--- START Exercise input ---

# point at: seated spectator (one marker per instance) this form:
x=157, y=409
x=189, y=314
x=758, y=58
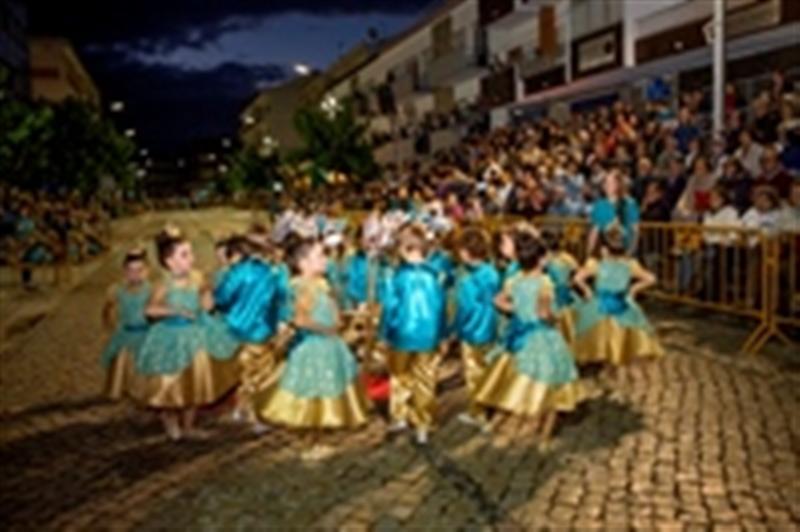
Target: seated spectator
x=772, y=173
x=655, y=207
x=749, y=153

--- END Exercise input ---

What you should do
Rewrite every line of the listing above, requests included, and scale each coordinate in the answers by 2.45, rounding to whole numbers with halves rounded up. Keep the numbers in the requests and their format samples as they are, and leave the pictures out.

Answer for the task
# point at: seated spectator (one marker per instance) this form:
x=157, y=409
x=189, y=314
x=758, y=58
Target: seated spectator
x=1891, y=424
x=1605, y=507
x=1835, y=375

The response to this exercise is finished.